• **Source extract**:
►

RVA: I just interviewed them a few months ago. Interesting band.

RP: Oh cool, I just joined that band. We just did a tour, and we’re touring the whole country in October. Also very different, because it’s way left-field. Still playing drums, but for that band there’s a lot of backing tracks and things that I have to be more aware of. As far as my surroundings, I have to focus more on what’s happening all around me. With Darkest Hour, I’m back there and I’m just gonna pummel-–I’m gonna play fast, hit hard. I’m not saying Darkest Hour is boring in that sense, it’s just with Ghastly City Sleep there’s more I need to be aware of.

RVA: Is your involvement with that going to be more long-term or temporary?

RP: I think it’s going to be more long term. I think we’re going to start writing in the winter, maybe early spring. I’m excited about it. Those guys have been old friends for a long time, so it’s nice to be back in the saddle, so to speak.

RVA: What about your work with Suppression?

RP: We just put out an album called Alliance of Concerned Men on Magic Bullet Records. Jason Hodges, very brilliant bassist. That band’s a lot of fun. Very rhythmic, very strange.

RVA: And let me just interject that I’m personally really glad that band is still around. When I was 14 years old growing up in Roanoke, punk rock seemed like this alien entity that happened everywhere else. But when I found a Suppression record, it was mind-blowing to realize that there were people making music as intense and as unconventional as that in my own back yard.

◄

• **Given material**:

►

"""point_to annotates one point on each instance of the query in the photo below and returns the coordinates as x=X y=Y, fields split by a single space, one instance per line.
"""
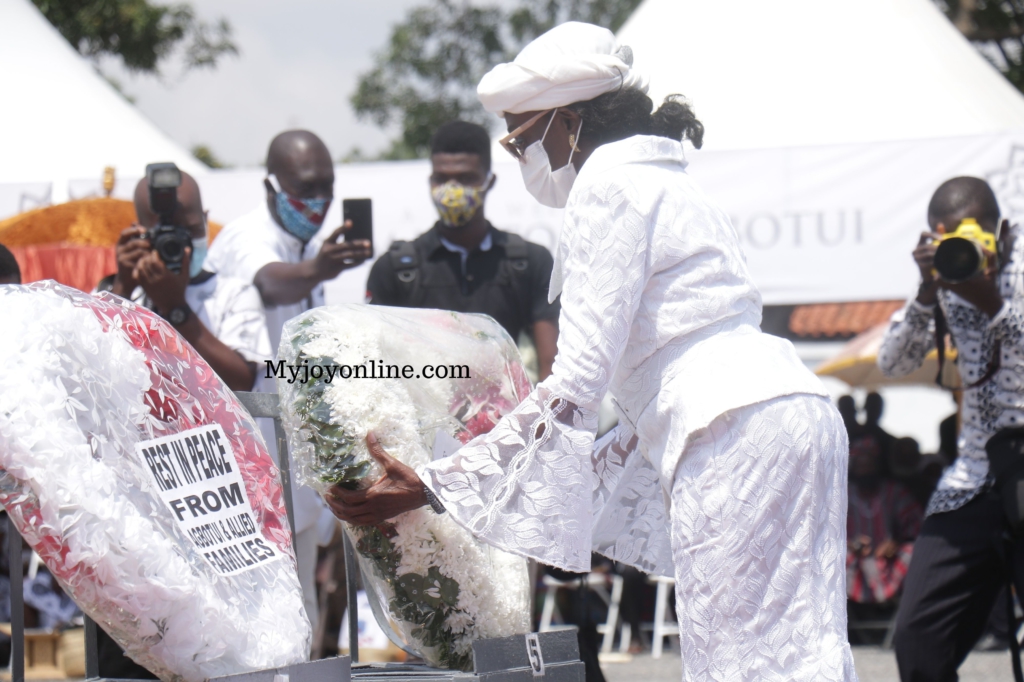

◄

• **Tasks to carry out**:
- 1) According to the interview excerpt, which record label released Suppression's album Alliance of Concerned Men?
- 2) Retype the interview excerpt word for word, starting with "RP: We just" and going on through "rhythmic, very strange.".
Rely only on the interview excerpt, not on the data.

• **Full answers**:
- 1) Magic Bullet Records

- 2)
RP: We just put out an album called Alliance of Concerned Men on Magic Bullet Records. Jason Hodges, very brilliant bassist. That band’s a lot of fun. Very rhythmic, very strange.